** PROVIDED PASSAGE **
..........

Third, with the rapid development of 5G and cloud services and increased bandwidth, the complexity of service traffic and latency requirements will rise, and network complexity will grow. The traditional command-line user interface-based O&M model cannot meet the future requirements of network O&M. There is an urgent need for automated, smart O&M systems to enable smart O&M through network self-healing.
In Huawei's view, the key to solving the above problems lies in building a comprehensive IP network for the 5G and cloud era that boasts high availability, non-blocking, automated, smart, and self-healing capabilities. Such an IP network will support the development of 5G and cloud line services, fast service innovation, and efficient intelligent O&M, enabling operators to enter the fully-connected intelligent era.
Huawei proposes reshaping IP networks with new architecture, new interfaces, new protocols, and new O&M.
New interfaces: The traditional networking interfaces are GE, 10GE, and 100GE. With the continued advance of chip technology, optical-electrical (PAM4) technology has reduced cost per bit by more than 30 percent, thereby further lowering operator network construction costs. With PAM4 technology maturing, 50GE, 200GE, and 400GE have been defined as new standards for the next-generation of Ethernet network interfaces by the IEEE. Huawei's full range of routers support new 50GE, 200GE, and 400GE series interfaces. They have passed testing by the international authority ETANC, and are widely used in operator networks, helping to significantly reduce networking costs.
New architecture: With advances in chip technology, single-chip SOC has a capacity of 1.2 Tbit/s, making it possible to simplify the network layer. At the same time, the growth of 5G and telecom cloud services are placing higher requirements on network bandwidth and latency. Operators universally hope to simplify the network layer, integrate node functions, and implement comprehensive service-independent bearer capabilities.
In backbone networks, Huawei has enabled P+PE and MDS (multi domain system) capabilities using integrated backbone solutions. FBB/MBB/private line networks are integrated through physical devices, while still enabling logical partition management, significantly reducing IP backbone network construction costs.
At the metro network level, Huawei introduced the Metro Fabric solution, which is based on its Fabric architecture. The solution decouples the network bearer layer and service layer, so that the bearer network can be expanded on demand, providing high-capacity, non-blocking integrated bearer capabilities.
As for telecom cloud solutions, Huawei proposed a cloud network architecture with separate forwarding and control planes based on actual needs, which solves the three challenges: low resource utilization, complex management and maintenance, and slow service provisioning.
CU-separated architecture separates the BRAS into two parts: vBRAS-CP (control plane) and vBRAS-UP (user plane). The vBRAS-CP is centrally deployed like a telecom cloud to fully utilize the computing power of the cloud, and the vBRAS-UP uses high-performance hardware. This supports large-bandwidth and low-latency services (like Cloud VR) and enables forwarding capability in the Tbit range per router.

..........

** GIVEN INFORMATION **
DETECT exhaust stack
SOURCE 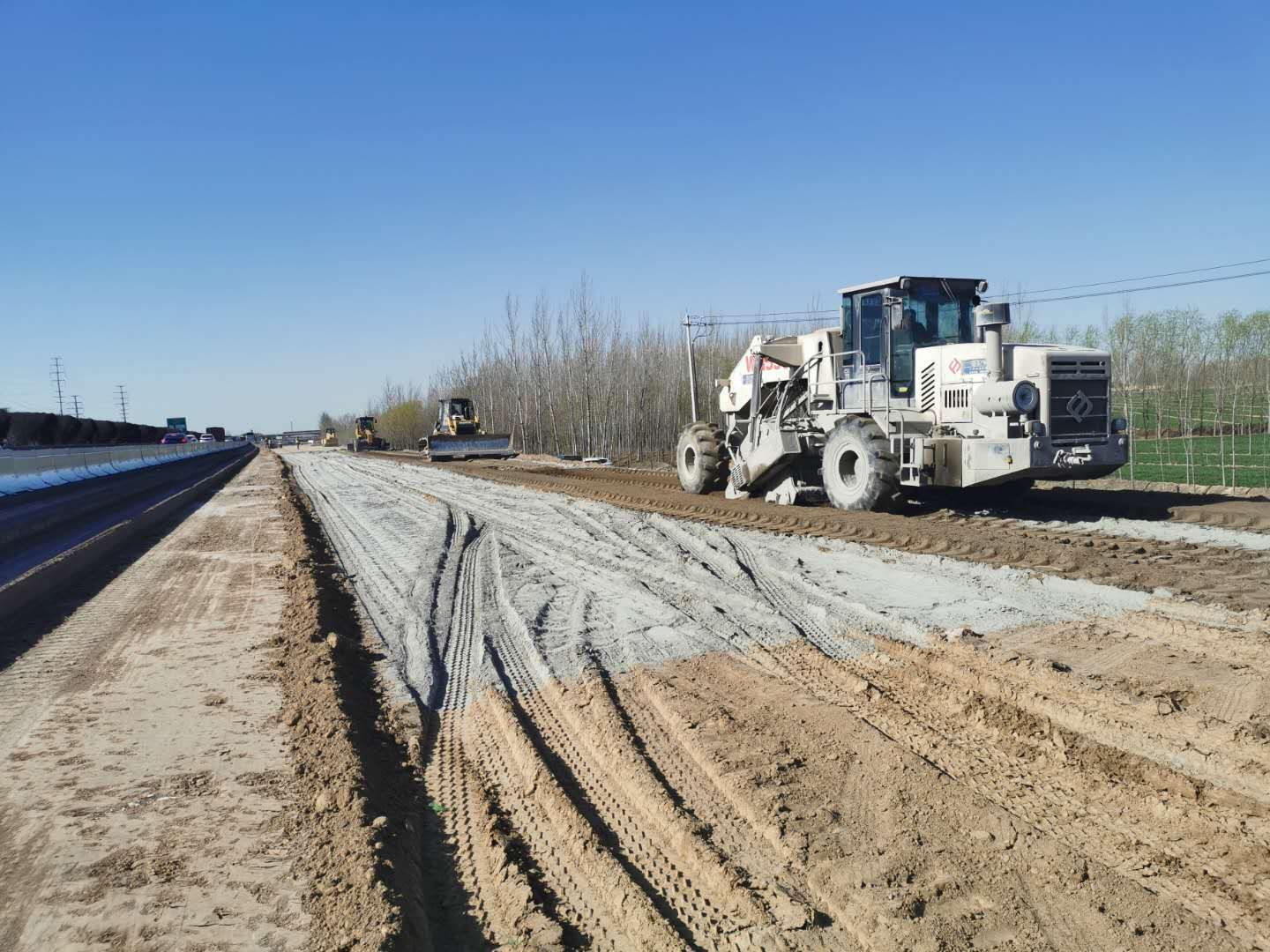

..........

** TASK INSTRUCTIONS **
1. Answer these questions using the passage on IP networks, one answer per line:
(a) By how much has PAM4 technology reduced cost per bit?
(b) What capacity does single-chip SOC have?
(c) Into which two parts does CU-separated architecture split the BRAS?
2. Translate this sentence from the IP networks passage into Spanish: "Huawei proposes reshaping IP networks with new architecture, new interfaces, new protocols, and new O&M."
3. Summarize the IP networks passage in two sentences.

** RESPONSES TO THE EXERCISE **
1.
(a) By more than 30 percent.
(b) 1.2 Tbit/s.
(c) vBRAS-CP (control plane) and vBRAS-UP (user plane).

2. Huawei propone reformar las redes IP con nueva arquitectura, nuevas interfaces, nuevos protocolos y una nueva O&M.

3. As 5G and cloud services make networks more complex and call for automated, smart O&M, Huawei proposes reshaping IP networks with new architecture, new interfaces, new protocols, and new O&M. Its routers support the new 50GE, 200GE, and 400GE interfaces, and it offers integrated backbone solutions, the Metro Fabric solution for metro networks, and a cloud network architecture that separates the BRAS into control and user planes.